# REQUEST:
Render the records below as a numbered list with blank lines omitted, and leave the pictures out of your answer.

# RECORD SET:
------------------------------------------------------------

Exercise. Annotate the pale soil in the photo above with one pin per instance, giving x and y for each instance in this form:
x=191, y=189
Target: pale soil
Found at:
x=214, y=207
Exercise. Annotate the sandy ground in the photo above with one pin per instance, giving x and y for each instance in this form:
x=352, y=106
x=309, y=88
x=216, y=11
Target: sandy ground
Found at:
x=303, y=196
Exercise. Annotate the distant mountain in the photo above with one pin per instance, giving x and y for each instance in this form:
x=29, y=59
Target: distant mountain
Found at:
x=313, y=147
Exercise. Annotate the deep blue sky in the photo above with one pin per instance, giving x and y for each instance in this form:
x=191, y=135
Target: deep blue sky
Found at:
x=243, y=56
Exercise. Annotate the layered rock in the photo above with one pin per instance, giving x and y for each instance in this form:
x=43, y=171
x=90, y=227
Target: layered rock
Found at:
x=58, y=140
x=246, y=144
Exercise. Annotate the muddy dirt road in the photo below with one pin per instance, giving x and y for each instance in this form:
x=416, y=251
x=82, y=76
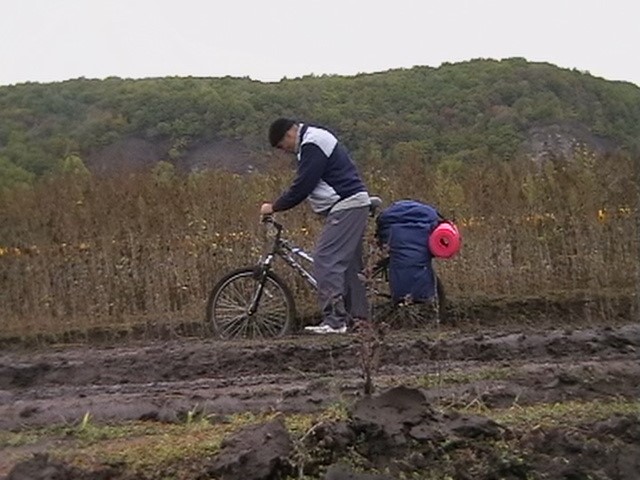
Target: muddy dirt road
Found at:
x=166, y=380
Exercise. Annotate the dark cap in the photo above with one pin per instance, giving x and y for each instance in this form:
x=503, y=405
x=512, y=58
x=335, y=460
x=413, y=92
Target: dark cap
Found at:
x=278, y=128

------------------------------------------------------------

# EXERCISE RESPONSE:
1. Exercise. Annotate the pale soil in the photo above with one pin per instance, giving x and y for each instance in this form:
2. x=191, y=189
3. Target: pale soil
4. Found at:
5. x=214, y=207
6. Exercise. Annotate the sandy ground in the photo above with one pin per instance, giving x and y for each instance in this form:
7. x=352, y=106
8. x=309, y=88
9. x=216, y=11
10. Target: sandy ground
11. Found at:
12. x=303, y=196
13. Exercise. Annotate the distant mountain in the photo above with one pin per instance, giving x and y for each instance in this form:
14. x=29, y=59
15. Target: distant mountain
16. Found at:
17. x=313, y=147
18. Exercise. Annotate the deep blue sky in the photo above with one pin per instance, giving x and y for each instance in this form:
19. x=191, y=135
20. Target: deep blue sky
21. Found at:
22. x=243, y=56
23. Exercise. Annotate the layered rock in the photo above with one pin per instance, giving x and y for each instance in this form:
24. x=43, y=171
25. x=90, y=227
26. Target: layered rock
27. Found at:
28. x=58, y=140
29. x=246, y=144
30. Exercise. Annotate the muddy dirt road in the photo below with one pin per instance, giving x and y for each instance in this form:
31. x=416, y=251
32. x=82, y=76
33. Target: muddy dirt road
34. Found at:
35. x=166, y=380
36. Exercise. Annotate the dark cap in the photo above with one pin per instance, giving x and y for each instance in this form:
37. x=503, y=405
38. x=512, y=58
39. x=335, y=460
40. x=413, y=92
41. Target: dark cap
42. Found at:
43. x=278, y=128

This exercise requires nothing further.